-- Begin Excerpt --

2

I have set up a new cluster using Cloudera Manager 5.5.1 , these 2 properties named mapreduce.map.java.opts.max.heap and mapreduce.reduce.java.opts.max.heap seem ambiguous with the other two properties mapreduce.map.java.opts and mapreduce.reduce.java.opts.

Should I use the former or the latter set of properties ?

Roney Michael
  • 3,964
  • 5
  • 30
  • 45
user1965449
  • 2,849
  • 6
  • 34
  • 51

2 Answers2

3

Both mean the same. The way you specify these values differs.

I guess, mapreduce.map.java.opts.max.heap and mapreduce.reduce.java.opts.max.heap are specific to Cloudera distribution. Refer: Tuning YARN.

mapreduce.map.java.opts and mapreduce.reduce.java.opts are part of standard Hadoop configuration. Check the Hadoop trunk code here: MrJobConfig.java

Also, if you refer to the ticket here: https://issues.cloudera.org/browse/DISTRO-752, it discusses about setting these values.

For e.g. mapreduce.map.java.opts.max.heap and mapreduce.reduce.java.opts.max.heap are specified as (983 MB):

<property>
    <name>mapreduce.map.java.opts.max.heap</name>
    <value>983</value>
</property>
<property>
    <name>mapreduce.reduce.java.opts.max.heap</name>
    <value>983</value>
</property>

mapreduce.map.java.opts and mapreduce.reduce.java.opts are specified as: (983 MB) (I use these settings)

<property>
    <name>mapreduce.map.java.opts</name>
    <value>-Xmx983m</value>
</property>
<property>
    <name>mapreduce.reduce.java.opts</name>
    <value>-Xmx983m</value>
</property>

Observe the difference in the value. One is set as "983" and the other is set as "-Xmx983m"

-- End Excerpt --
-- Begin Information provided --

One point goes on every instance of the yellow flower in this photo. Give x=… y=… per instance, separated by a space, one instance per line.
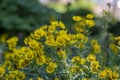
x=39 y=78
x=8 y=64
x=62 y=54
x=56 y=79
x=29 y=56
x=81 y=46
x=76 y=59
x=76 y=18
x=10 y=77
x=39 y=33
x=50 y=69
x=94 y=64
x=3 y=37
x=40 y=60
x=20 y=76
x=74 y=69
x=12 y=42
x=91 y=57
x=89 y=16
x=82 y=61
x=21 y=63
x=54 y=65
x=94 y=42
x=47 y=60
x=34 y=44
x=90 y=23
x=102 y=74
x=96 y=48
x=114 y=48
x=2 y=71
x=114 y=76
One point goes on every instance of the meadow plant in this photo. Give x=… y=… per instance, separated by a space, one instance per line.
x=52 y=52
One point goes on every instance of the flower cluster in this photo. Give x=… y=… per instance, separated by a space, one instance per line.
x=51 y=52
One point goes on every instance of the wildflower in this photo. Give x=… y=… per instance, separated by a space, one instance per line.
x=12 y=42
x=96 y=48
x=94 y=42
x=48 y=59
x=56 y=79
x=94 y=64
x=38 y=34
x=10 y=76
x=113 y=48
x=102 y=74
x=75 y=59
x=74 y=69
x=29 y=56
x=62 y=54
x=76 y=18
x=39 y=78
x=20 y=76
x=89 y=16
x=40 y=60
x=50 y=69
x=114 y=76
x=3 y=37
x=91 y=57
x=8 y=64
x=33 y=44
x=54 y=65
x=90 y=23
x=21 y=63
x=2 y=71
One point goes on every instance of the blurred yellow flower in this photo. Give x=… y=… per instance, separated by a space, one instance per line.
x=76 y=18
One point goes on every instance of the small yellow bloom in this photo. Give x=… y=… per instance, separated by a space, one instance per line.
x=89 y=16
x=76 y=18
x=2 y=71
x=102 y=74
x=91 y=57
x=54 y=65
x=96 y=48
x=114 y=48
x=50 y=69
x=90 y=23
x=39 y=78
x=40 y=60
x=56 y=79
x=20 y=76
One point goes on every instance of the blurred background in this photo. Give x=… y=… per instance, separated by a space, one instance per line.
x=20 y=17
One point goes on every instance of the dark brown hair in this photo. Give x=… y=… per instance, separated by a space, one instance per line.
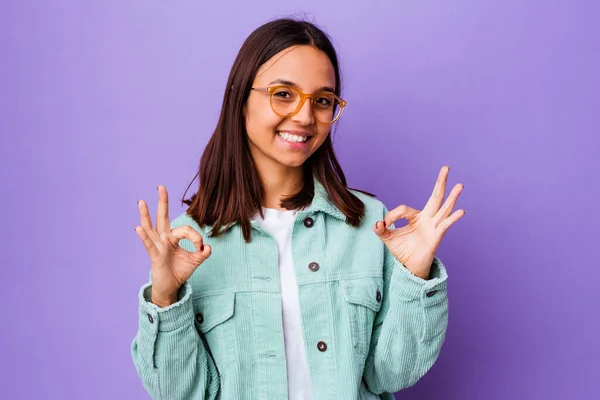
x=230 y=188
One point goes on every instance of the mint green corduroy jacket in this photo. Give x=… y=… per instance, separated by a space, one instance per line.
x=370 y=327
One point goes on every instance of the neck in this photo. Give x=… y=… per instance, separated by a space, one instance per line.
x=280 y=181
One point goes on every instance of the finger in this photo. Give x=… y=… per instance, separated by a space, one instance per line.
x=437 y=196
x=381 y=229
x=401 y=212
x=187 y=232
x=447 y=223
x=448 y=206
x=162 y=214
x=148 y=242
x=145 y=219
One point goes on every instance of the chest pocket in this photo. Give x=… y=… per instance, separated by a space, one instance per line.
x=363 y=297
x=214 y=319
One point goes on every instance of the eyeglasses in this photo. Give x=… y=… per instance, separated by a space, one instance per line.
x=286 y=101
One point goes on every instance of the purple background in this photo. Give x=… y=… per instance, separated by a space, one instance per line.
x=101 y=101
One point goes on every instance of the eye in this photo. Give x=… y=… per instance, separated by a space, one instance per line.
x=283 y=94
x=324 y=100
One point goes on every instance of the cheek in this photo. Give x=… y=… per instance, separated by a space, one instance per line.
x=260 y=121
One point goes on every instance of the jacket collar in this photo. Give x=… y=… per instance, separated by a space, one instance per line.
x=320 y=202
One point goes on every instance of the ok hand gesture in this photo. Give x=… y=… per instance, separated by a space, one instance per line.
x=172 y=266
x=415 y=244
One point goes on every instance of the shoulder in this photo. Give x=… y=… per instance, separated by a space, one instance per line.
x=373 y=206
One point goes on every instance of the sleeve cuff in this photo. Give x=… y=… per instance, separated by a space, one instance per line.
x=430 y=291
x=154 y=319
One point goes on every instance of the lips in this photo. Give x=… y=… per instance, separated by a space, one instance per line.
x=295 y=136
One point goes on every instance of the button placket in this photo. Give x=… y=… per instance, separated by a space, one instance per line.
x=322 y=346
x=308 y=222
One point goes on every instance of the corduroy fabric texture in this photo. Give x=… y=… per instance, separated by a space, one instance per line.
x=371 y=328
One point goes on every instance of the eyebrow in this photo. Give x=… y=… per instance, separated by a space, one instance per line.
x=290 y=83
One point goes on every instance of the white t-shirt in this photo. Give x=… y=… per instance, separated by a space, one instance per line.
x=279 y=225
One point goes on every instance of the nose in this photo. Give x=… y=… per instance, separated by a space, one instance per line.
x=305 y=116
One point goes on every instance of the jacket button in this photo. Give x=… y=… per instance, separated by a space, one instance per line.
x=313 y=266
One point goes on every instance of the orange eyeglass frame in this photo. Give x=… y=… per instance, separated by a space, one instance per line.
x=303 y=97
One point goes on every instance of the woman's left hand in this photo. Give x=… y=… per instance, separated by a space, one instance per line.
x=415 y=244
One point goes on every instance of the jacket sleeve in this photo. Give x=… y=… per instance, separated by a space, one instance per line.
x=409 y=328
x=168 y=352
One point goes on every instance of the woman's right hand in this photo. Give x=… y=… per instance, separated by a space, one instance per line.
x=172 y=266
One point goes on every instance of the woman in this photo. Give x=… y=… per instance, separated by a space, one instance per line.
x=279 y=281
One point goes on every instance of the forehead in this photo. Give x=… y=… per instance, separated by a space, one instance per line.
x=307 y=66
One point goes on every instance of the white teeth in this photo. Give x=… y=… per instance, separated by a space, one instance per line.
x=293 y=138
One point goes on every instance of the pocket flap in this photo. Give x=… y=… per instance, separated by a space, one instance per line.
x=215 y=309
x=364 y=292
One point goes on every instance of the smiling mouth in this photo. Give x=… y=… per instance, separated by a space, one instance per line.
x=294 y=138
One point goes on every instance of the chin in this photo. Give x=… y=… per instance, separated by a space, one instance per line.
x=292 y=163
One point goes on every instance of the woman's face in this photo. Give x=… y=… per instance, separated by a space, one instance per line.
x=309 y=70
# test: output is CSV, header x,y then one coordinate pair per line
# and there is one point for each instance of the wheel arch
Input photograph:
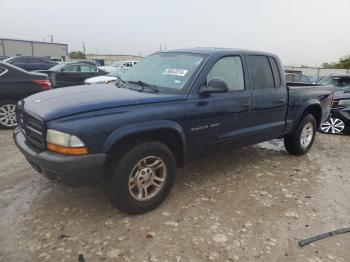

-- End Information provided --

Required actions
**1)** Please check the Hadoop heap thread and say whether each statement agrees with it: (a) the asker set up the cluster with Cloudera Manager 5.5.1; (b) the answerer guesses that mapreduce.map.java.opts is specific to the Cloudera distribution; (c) in the answer's examples, one pair of properties is set to "983" and the other to "-Xmx983m". Answer yes or no for each, quoting the deciding words.
**2)** Write a continuation of the Hadoop heap thread, picking up right after its final sentence.

Responses in order
**1)**
(a) Yes: "I have set up a new cluster using Cloudera Manager 5.5.1"
(b) No: "mapreduce.map.java.opts and mapreduce.reduce.java.opts are part of standard Hadoop configuration."
(c) Yes: "One is set as "983" and the other is set as "-Xmx983m""

**2)**
Manjunath Ballur
  • 6,287
  • 3
  • 37
  • 48
  • Great answer. If they conflict (have different values e.g. one is global another is set through hive's set parameter), I guess mapreduce.map/reduce.java.opts would win over mapreduce.map/reduce.java.opts.max.heap as they are more generic? – Tagar Jan 28 '16 at 05:49
  • Yes. mapreduce.map.java.opts and mapreduce.reduce.java.opts are part of standard Hadoop configuration. These "mapreduce.map.java.opts.max.heap and mapreduce.reduce.java.opts.max.heap" seem more specific to Cloudera distribution. I have not seen these parameters in the Hadoop code. – Manjunath Ballur Jan 28 '16 at 05:53
  • Also, according to bug you referenced https://issues.cloudera.org/browse/DISTRO-752 "properties mapreduce.map.java.opts.max.heap, mapreduce.reduce.java.opts.max.heap do not seem to have any effects". So user should go with mapreduce.map/reduce.java.opts=-Xmx until that bug is fixed. I have a case with Cloudera to make sure that's how it works. – Tagar Jan 28 '16 at 05:55
  • Yes. I use standard Hadoop settings. – Manjunath Ballur Jan 28 '16 at 05:58
0

Should I use the former or the latter set of properties ?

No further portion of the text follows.